** THE REQUEST **
Can you pull out, word for word, the part of the records below that opens with the line containing "identify the green" and runs through the end of the records?

** INPUT FOR THIS TASK **
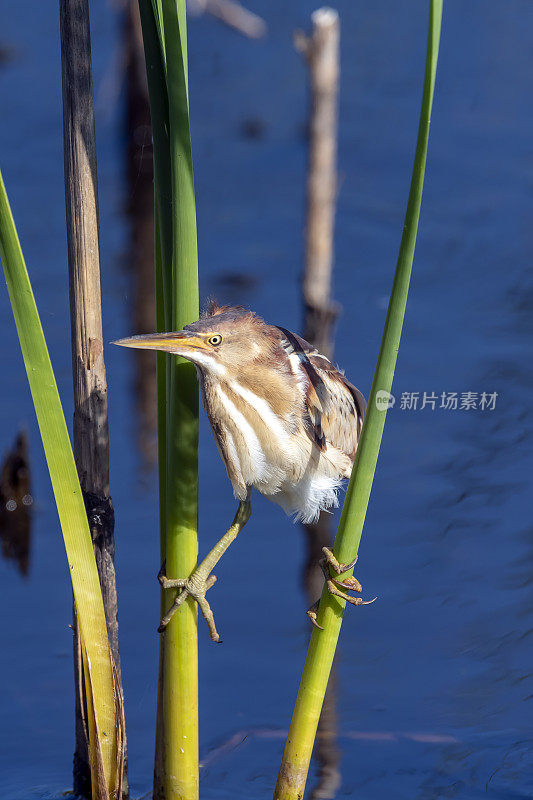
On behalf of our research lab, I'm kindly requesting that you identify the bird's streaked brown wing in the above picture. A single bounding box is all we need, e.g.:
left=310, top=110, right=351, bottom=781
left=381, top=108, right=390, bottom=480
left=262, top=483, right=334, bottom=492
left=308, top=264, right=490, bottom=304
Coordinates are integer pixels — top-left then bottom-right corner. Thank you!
left=278, top=328, right=366, bottom=460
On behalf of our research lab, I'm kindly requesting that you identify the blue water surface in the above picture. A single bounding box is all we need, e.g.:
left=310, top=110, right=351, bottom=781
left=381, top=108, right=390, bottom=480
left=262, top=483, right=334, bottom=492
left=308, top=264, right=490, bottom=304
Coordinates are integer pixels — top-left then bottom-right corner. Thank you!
left=0, top=0, right=533, bottom=800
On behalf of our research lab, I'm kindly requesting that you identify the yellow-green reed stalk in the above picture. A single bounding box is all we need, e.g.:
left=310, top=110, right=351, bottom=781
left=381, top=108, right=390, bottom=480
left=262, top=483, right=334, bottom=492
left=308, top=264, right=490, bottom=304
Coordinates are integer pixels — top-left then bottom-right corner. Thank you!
left=139, top=0, right=199, bottom=800
left=0, top=167, right=124, bottom=800
left=274, top=0, right=442, bottom=800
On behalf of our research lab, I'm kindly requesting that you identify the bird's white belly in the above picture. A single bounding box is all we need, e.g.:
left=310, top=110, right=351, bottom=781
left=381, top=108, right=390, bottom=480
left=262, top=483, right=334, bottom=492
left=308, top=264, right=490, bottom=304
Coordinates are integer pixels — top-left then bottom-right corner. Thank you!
left=213, top=386, right=285, bottom=494
left=212, top=384, right=346, bottom=523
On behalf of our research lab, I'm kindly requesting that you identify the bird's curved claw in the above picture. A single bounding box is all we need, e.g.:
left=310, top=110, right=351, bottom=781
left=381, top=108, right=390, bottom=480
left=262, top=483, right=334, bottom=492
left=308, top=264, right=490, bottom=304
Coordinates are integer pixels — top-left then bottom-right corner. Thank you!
left=157, top=563, right=222, bottom=643
left=307, top=547, right=377, bottom=630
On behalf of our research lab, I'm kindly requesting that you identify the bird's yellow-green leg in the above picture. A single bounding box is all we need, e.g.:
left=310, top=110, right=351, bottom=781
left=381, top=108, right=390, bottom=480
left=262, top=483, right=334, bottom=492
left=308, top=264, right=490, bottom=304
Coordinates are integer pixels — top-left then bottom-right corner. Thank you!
left=157, top=494, right=252, bottom=642
left=307, top=547, right=376, bottom=630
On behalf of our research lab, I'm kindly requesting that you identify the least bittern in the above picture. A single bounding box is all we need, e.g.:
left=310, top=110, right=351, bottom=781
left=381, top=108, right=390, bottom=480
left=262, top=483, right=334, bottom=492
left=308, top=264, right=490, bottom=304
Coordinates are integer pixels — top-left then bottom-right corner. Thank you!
left=115, top=303, right=366, bottom=641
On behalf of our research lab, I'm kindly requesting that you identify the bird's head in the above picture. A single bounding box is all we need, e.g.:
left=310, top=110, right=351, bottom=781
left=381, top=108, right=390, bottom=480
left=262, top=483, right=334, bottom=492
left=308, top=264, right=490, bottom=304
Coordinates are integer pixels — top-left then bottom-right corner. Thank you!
left=113, top=303, right=276, bottom=376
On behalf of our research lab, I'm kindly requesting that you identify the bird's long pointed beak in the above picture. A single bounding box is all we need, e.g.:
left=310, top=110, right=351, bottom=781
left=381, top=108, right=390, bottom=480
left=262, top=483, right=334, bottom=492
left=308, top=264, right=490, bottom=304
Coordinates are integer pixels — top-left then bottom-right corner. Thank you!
left=111, top=331, right=208, bottom=358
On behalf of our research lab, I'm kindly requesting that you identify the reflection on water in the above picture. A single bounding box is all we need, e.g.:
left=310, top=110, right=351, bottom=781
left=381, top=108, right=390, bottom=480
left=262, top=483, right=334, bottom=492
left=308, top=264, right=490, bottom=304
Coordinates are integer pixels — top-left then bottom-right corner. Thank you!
left=0, top=432, right=33, bottom=578
left=123, top=0, right=157, bottom=468
left=0, top=0, right=533, bottom=800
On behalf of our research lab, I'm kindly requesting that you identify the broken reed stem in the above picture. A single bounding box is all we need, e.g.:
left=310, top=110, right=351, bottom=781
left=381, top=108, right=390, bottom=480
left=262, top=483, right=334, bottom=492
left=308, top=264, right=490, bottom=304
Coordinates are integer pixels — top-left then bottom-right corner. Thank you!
left=60, top=0, right=127, bottom=797
left=295, top=8, right=340, bottom=355
left=274, top=0, right=442, bottom=800
left=295, top=8, right=340, bottom=797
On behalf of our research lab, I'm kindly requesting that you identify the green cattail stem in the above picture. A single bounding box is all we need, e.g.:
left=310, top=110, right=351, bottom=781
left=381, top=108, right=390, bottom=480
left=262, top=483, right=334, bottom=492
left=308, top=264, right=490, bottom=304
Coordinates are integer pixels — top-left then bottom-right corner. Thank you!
left=274, top=0, right=442, bottom=800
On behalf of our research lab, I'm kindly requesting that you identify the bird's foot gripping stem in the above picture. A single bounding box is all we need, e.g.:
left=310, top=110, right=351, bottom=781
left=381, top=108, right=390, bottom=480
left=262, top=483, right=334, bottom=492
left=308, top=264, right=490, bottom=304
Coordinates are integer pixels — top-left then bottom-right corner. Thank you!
left=157, top=564, right=220, bottom=642
left=157, top=500, right=252, bottom=642
left=307, top=547, right=377, bottom=630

** OUTPUT FOR THIS TASK **
On behalf of our research lab, I'm kindly requesting that you identify the green cattail stem in the above picture. A single bounding box is all we need, e.g.:
left=310, top=110, right=351, bottom=781
left=381, top=108, right=390, bottom=480
left=262, top=483, right=334, bottom=492
left=308, top=264, right=490, bottom=304
Coordinates are integer pixels — top-left then bottom-right corner. Thank you!
left=274, top=0, right=442, bottom=800
On behalf of our research lab, I'm kindly requesting that you identify the bird's foot gripping stem in the above picture. A single bounding box is all we need, e.g.:
left=310, top=110, right=351, bottom=781
left=381, top=108, right=390, bottom=480
left=262, top=483, right=334, bottom=492
left=308, top=264, right=490, bottom=304
Coordinates are integer pixels — top-left then bottom-right corner. Thank you!
left=157, top=564, right=220, bottom=642
left=157, top=500, right=252, bottom=642
left=307, top=547, right=377, bottom=630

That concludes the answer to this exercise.